Skip to content
New issue

Have a question about this project? Sign up for a free GitHub account to open an issue and contact its maintainers and the community.

By clicking “Sign up for GitHub”, you agree to our terms of service and privacy statement. We’ll occasionally send you account related emails.

Already on GitHub? Sign in to your account

Dask Cluster stuck in the pending status and shutdown itself with Dask Gateway over the Slurm HPC Cluster #478

Open
menendes opened this issue Feb 15, 2022 · 4 comments

Comments

@menendes
Copy link

What happened: When I try to create cluster via dask gateway I getting error like below. When cluster created successfully ; I think it stucks in the pending status and shut down itself automatically. When I only use slurm command like sbatch I can verified that job successfully run over slurm cluster but when I try to generate job via dask gateway it automatically close itself after a few seconds.

from dask_gateway import Gateway
from dask_gateway import BasicAuth

auth = BasicAuth(username="dask", password="password")

gateway = Gateway("http://10.100.3.99:8000", auth=auth)

print(gateway.list_clusters())

cluster = gateway.new_cluster()
print(gateway.list_clusters())
gateway.close()

dask_gateway_config.py

c.DaskGateway.backend_class = (
    "dask_gateway_server.backends.jobqueue.slurm.SlurmBackend"
)

c.DaskGateway.authenticator_class = "dask_gateway_server.auth.SimpleAuthenticator"

▸ **Given information**:
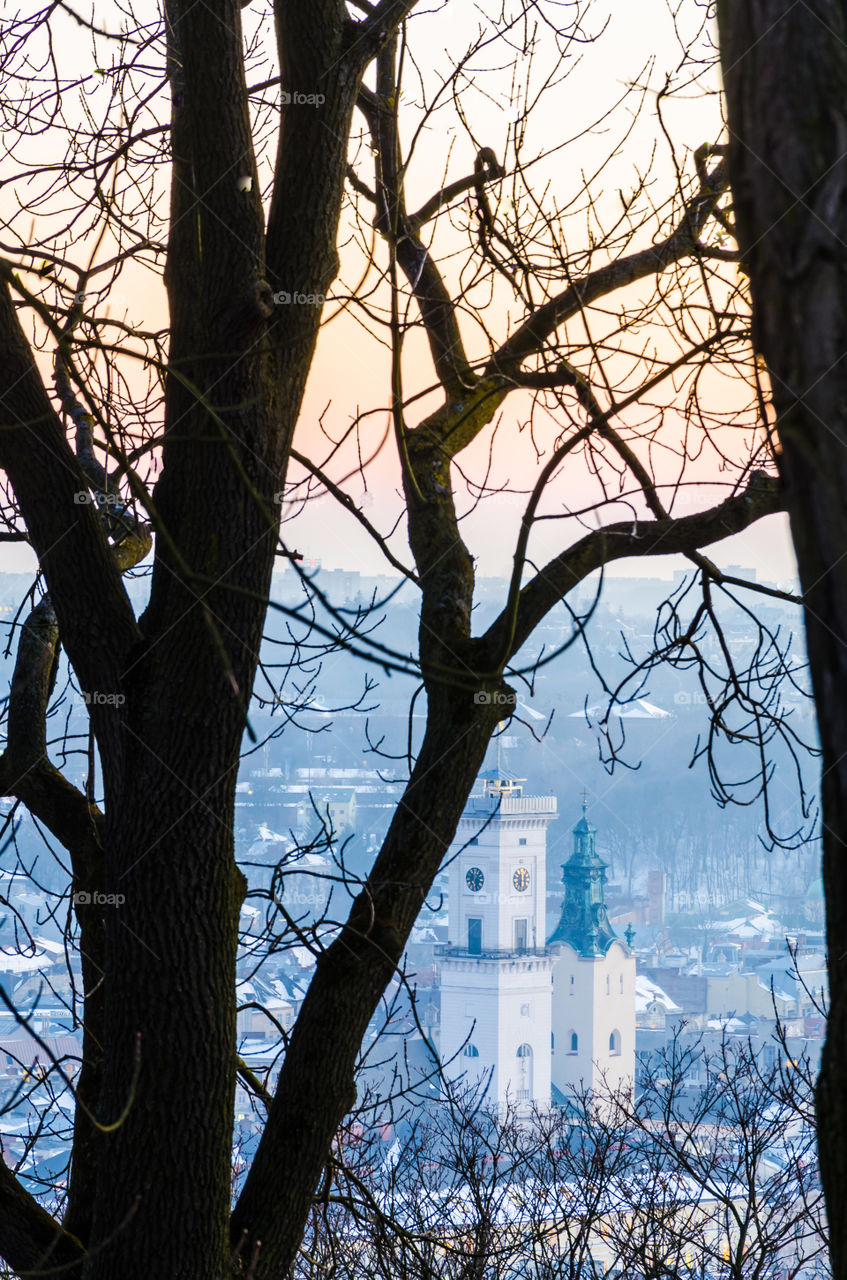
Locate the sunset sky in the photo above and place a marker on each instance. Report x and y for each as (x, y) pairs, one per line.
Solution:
(637, 44)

▸ **Directions**:
1) Translate this sentence from the GitHub issue into Spanish: "We’ll occasionally send you account related emails."
2) Summarize the GitHub issue in two sentences.
3) Answer these questions about the GitHub issue.
(a) Who opened the issue, and on what date?
(b) What username is passed to BasicAuth in the code?
(c) Which authenticator class does the configuration file set?

▸ **The responses**:
1) Ocasionalmente te enviaremos correos electrónicos relacionados con tu cuenta.

2) A user reports that a cluster created through Dask Gateway with the Slurm backend seems to get stuck in pending status and shuts itself down after a few seconds, even though jobs submitted directly with Slurm commands like sbatch run successfully. The report includes the Python code that creates the cluster and a gateway configuration that sets the Slurm backend and a simple authenticator.

3)
(a) menendes, on Feb 15, 2022
(b) "dask"
(c) dask_gateway_server.auth.SimpleAuthenticator